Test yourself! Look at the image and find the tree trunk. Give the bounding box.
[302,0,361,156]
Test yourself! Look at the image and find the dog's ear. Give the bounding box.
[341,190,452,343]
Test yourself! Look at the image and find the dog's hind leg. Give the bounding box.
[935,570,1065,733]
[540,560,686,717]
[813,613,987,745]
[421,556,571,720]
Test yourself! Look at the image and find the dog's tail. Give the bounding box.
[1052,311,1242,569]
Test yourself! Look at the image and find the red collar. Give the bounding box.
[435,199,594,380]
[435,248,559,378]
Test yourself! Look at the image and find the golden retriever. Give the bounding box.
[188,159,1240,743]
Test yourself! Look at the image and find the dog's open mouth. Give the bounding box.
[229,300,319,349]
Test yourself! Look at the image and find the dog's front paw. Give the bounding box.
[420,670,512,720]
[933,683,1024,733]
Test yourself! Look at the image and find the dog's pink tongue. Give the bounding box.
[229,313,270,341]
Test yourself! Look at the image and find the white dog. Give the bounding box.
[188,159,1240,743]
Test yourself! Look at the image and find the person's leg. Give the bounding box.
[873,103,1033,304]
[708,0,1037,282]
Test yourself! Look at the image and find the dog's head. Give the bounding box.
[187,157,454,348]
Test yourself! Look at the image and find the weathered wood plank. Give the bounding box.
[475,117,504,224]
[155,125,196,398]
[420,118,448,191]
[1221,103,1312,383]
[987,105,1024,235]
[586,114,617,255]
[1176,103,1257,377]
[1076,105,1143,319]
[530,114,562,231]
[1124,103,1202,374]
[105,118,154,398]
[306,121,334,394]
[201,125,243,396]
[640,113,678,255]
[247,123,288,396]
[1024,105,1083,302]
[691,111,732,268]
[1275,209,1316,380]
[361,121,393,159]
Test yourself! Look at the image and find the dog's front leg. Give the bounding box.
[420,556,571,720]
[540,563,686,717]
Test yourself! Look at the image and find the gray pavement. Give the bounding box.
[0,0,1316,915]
========
**Requirements**
Rewrite everything from the line containing "Test yourself! Look at the image and find the person's" down to the line containing "[361,121,393,159]", including both of those lines and keeping the text lines unchanged. Increase each bounding-box coordinate by 147.

**Complete response**
Test yourself! Look at the image and find the person's leg. Give the bounding box.
[1020,250,1180,451]
[855,147,1184,429]
Test yourself! Look at the image and find the dog's head. Give the bounding box.
[334,304,601,495]
Test yourself! Look at the image and find the weathered wood plank. Give the bounding box.
[622,264,651,371]
[302,272,343,545]
[567,265,595,338]
[1368,250,1459,530]
[1134,252,1171,382]
[733,261,764,402]
[1323,250,1404,524]
[1223,252,1290,466]
[677,261,709,378]
[1271,250,1349,521]
[252,265,301,545]
[453,268,481,541]
[348,272,390,543]
[787,260,825,402]
[394,270,435,543]
[1171,252,1230,449]
[838,258,879,415]
[1422,356,1463,527]
[508,268,540,306]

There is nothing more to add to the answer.